## EXTRACTED MATERIAL
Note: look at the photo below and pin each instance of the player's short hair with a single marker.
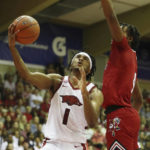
(134, 33)
(93, 69)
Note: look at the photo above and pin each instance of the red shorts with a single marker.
(122, 129)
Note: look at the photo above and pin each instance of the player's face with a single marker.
(125, 33)
(124, 29)
(81, 60)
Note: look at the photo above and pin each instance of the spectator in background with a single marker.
(10, 99)
(28, 113)
(1, 88)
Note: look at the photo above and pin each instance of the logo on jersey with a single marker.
(70, 100)
(117, 146)
(114, 125)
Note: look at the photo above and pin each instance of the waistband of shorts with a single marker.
(112, 108)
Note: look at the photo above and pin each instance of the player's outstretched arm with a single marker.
(137, 97)
(92, 101)
(112, 20)
(38, 79)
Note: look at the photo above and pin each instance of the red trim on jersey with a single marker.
(92, 88)
(72, 85)
(83, 145)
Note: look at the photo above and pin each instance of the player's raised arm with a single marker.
(38, 79)
(112, 20)
(137, 97)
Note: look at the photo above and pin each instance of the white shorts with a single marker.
(58, 145)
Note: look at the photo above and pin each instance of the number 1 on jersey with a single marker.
(66, 115)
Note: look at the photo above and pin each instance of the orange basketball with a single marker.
(29, 29)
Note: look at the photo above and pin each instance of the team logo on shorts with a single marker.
(114, 125)
(117, 146)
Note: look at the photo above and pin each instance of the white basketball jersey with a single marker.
(66, 120)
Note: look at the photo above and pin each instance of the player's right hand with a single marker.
(11, 35)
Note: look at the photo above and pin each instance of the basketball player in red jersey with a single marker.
(120, 83)
(75, 103)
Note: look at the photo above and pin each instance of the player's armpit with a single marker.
(96, 98)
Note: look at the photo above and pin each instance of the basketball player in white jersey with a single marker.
(75, 103)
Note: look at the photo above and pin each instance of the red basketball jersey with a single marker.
(119, 75)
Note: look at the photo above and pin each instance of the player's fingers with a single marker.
(12, 28)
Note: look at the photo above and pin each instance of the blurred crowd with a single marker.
(24, 110)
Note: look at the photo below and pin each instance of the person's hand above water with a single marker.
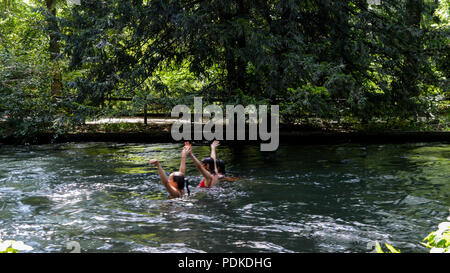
(186, 150)
(215, 144)
(154, 161)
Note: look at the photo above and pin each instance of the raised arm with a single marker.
(213, 154)
(184, 152)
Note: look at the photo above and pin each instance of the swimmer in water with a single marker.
(207, 166)
(176, 181)
(221, 171)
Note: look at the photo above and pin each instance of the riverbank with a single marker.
(159, 131)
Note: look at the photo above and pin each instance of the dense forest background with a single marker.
(350, 62)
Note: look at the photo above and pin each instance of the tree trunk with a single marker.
(54, 49)
(413, 17)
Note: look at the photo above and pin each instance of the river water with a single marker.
(105, 197)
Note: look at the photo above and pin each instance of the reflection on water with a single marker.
(335, 198)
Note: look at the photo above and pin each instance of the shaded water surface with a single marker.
(336, 198)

## PROBLEM DETAILS
Repeat, word for word, every line from the line that contains "in water with a single marker." to the end of the entries; include both of those lines and no others.

## FINISHED EXERCISE
Note: look at the photo above and pin each instance of the swimmer in water with a single marker.
(207, 166)
(176, 181)
(221, 171)
Note: look at the photo above and pin each instance of the riverbank with a single marker.
(159, 131)
Note: look at the photo above and pin each instance of the dense forest background with a single marker.
(350, 62)
Note: look at the photo above and pin each instance of the tree trunk with a single marker.
(54, 49)
(413, 17)
Note: look at the photo above and pin each instance of the river water with a single marker.
(105, 197)
Note: look at the photo above and pin each instance of the reflection on water with a single marker.
(335, 198)
Note: look at the photo above and pin each instance of the shaded water surface with a single marker.
(336, 198)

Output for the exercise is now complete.